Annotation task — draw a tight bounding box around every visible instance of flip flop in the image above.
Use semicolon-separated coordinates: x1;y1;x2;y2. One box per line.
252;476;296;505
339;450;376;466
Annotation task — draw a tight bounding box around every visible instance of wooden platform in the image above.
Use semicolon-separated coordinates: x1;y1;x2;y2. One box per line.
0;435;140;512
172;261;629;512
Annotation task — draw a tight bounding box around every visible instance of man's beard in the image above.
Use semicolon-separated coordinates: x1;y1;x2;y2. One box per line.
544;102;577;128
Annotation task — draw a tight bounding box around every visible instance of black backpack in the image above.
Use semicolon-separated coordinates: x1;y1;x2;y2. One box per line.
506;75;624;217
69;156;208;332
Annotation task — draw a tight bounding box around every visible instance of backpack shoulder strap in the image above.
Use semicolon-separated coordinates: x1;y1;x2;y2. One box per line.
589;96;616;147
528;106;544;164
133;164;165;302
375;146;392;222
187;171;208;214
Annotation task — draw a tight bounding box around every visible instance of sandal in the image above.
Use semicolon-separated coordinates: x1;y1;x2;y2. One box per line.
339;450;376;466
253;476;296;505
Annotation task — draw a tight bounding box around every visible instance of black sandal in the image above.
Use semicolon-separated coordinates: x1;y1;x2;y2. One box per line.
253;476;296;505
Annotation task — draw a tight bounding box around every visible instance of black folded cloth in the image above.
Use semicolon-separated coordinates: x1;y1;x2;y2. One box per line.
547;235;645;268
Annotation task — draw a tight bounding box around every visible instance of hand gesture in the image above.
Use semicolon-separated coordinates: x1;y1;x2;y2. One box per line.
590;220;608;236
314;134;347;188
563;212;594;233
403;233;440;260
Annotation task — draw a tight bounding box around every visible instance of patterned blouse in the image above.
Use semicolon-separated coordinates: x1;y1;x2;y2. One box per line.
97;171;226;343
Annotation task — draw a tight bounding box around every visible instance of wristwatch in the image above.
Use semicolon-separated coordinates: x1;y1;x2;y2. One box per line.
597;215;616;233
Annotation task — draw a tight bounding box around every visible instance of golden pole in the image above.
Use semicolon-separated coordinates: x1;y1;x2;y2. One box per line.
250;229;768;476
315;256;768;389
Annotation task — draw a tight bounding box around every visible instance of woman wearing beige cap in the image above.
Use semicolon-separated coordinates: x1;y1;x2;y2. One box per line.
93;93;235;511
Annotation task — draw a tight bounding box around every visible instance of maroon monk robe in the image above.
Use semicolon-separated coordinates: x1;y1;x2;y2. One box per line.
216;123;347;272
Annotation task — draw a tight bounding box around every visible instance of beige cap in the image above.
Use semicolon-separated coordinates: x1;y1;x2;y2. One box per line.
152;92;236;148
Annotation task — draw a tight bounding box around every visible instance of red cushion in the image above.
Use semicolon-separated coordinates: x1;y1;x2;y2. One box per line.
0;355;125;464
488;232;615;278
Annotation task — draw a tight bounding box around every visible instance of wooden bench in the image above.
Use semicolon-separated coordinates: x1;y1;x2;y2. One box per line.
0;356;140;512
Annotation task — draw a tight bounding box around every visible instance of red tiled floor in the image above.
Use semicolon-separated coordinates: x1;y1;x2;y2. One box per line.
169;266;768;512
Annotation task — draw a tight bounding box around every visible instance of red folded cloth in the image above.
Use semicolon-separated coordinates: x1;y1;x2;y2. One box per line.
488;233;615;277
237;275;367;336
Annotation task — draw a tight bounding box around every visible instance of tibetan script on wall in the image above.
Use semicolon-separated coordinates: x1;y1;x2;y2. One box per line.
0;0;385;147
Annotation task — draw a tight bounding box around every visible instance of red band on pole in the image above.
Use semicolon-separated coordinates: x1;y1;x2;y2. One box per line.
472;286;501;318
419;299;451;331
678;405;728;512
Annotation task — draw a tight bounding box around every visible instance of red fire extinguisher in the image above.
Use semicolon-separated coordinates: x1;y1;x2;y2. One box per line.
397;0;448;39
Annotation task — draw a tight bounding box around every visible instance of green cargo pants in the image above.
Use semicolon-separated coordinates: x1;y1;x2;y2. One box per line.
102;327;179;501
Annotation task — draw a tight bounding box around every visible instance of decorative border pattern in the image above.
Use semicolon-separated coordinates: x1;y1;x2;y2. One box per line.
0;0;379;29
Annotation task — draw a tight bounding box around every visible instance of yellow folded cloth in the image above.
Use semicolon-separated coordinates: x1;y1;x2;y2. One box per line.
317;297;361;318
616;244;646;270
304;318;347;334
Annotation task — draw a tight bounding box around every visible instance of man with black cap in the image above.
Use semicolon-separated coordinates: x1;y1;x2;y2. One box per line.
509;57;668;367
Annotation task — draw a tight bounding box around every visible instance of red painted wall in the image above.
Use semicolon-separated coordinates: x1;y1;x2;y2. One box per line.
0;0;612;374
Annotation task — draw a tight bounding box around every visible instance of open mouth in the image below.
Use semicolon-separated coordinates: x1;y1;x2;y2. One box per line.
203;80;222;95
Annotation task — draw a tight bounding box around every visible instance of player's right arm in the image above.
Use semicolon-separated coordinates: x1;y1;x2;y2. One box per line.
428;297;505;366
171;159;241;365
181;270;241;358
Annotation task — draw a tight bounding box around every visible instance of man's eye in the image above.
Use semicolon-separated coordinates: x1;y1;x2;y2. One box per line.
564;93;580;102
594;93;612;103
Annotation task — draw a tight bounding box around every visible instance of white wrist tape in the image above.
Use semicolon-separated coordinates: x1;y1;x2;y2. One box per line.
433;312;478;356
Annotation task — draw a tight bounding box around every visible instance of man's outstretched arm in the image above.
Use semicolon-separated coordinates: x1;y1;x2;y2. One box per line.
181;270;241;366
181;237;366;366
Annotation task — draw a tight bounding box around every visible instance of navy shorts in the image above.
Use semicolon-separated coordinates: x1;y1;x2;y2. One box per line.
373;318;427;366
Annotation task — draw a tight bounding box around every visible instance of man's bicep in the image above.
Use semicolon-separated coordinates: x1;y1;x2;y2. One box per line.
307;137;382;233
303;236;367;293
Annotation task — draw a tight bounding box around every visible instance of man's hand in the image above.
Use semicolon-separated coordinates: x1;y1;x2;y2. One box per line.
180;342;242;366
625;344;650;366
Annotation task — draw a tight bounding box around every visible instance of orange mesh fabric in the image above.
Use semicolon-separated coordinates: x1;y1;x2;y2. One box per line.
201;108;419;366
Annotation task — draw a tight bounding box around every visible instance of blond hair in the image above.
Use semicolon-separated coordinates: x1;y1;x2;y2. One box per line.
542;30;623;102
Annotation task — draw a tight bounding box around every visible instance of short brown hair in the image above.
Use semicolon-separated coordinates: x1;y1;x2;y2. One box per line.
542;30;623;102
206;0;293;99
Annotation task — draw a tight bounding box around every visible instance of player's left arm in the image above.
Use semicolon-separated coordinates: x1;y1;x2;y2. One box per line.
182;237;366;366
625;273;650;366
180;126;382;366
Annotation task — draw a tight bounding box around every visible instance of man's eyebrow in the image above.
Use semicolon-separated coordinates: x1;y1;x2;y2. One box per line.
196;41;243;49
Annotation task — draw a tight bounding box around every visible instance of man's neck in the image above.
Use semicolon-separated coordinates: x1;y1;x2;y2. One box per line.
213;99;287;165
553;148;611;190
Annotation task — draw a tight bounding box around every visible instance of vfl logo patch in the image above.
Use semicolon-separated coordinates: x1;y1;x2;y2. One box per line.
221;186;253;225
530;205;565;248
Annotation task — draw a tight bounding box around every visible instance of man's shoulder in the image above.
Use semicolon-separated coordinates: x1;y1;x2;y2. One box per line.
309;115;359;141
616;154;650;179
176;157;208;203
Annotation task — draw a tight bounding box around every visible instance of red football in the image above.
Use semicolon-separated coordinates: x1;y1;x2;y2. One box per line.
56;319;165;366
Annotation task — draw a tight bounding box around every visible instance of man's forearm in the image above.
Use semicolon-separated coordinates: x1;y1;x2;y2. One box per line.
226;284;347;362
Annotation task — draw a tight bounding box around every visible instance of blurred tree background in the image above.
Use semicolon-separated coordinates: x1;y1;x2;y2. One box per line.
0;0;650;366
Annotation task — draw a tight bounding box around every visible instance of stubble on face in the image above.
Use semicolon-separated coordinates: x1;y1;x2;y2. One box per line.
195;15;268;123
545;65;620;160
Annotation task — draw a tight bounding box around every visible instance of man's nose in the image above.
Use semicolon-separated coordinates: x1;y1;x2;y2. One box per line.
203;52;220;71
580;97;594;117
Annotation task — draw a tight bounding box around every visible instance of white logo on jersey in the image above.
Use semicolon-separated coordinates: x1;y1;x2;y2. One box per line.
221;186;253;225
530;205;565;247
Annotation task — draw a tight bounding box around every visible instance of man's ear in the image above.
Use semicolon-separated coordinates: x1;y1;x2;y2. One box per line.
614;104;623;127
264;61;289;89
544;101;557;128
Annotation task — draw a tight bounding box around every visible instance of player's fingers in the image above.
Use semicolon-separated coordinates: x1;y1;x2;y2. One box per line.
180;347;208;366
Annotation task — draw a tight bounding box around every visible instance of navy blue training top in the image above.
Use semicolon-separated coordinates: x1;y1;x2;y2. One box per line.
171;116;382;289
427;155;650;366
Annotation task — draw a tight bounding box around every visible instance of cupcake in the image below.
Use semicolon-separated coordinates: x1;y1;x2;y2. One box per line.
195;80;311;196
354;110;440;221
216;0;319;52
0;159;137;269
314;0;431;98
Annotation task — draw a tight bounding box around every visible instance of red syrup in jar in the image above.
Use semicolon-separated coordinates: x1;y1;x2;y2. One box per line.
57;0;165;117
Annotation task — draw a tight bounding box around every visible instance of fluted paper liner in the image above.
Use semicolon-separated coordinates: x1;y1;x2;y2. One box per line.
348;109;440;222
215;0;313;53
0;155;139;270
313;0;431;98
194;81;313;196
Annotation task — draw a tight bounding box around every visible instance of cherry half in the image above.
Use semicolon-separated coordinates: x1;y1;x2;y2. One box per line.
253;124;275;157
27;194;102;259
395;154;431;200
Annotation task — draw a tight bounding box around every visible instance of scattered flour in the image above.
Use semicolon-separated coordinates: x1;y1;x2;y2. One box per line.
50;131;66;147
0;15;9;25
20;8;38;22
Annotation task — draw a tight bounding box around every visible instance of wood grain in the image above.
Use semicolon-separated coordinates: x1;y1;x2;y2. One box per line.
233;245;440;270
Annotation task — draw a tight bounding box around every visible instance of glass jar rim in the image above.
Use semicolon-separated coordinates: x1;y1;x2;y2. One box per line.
--------------------
> _Work to be completed_
Please arrange the material from its first line through the line containing "544;102;577;128", inclusive, as a Markdown table with the columns Row and Line, leaving out any blank lines.

> _Answer to this exercise_
| Row | Line |
|---|---|
| 1 | Annotation task — draw a tight bounding box around every visible instance of flip flop in the image above. |
| 2 | Use semicolon-separated coordinates: x1;y1;x2;y2. One box per line. |
| 3 | 252;476;296;505 |
| 4 | 339;450;376;466 |
| 5 | Annotation task — draw a tight bounding box around every visible instance of wooden platform in the image above. |
| 6 | Use semicolon-separated coordinates: x1;y1;x2;y2. One box per line. |
| 7 | 0;435;140;512 |
| 8 | 172;261;629;512 |
| 9 | Annotation task — draw a tight bounding box around every visible instance of man's beard in the image above. |
| 10 | Use semicolon-separated coordinates: x1;y1;x2;y2. One box per line. |
| 11 | 544;102;577;128 |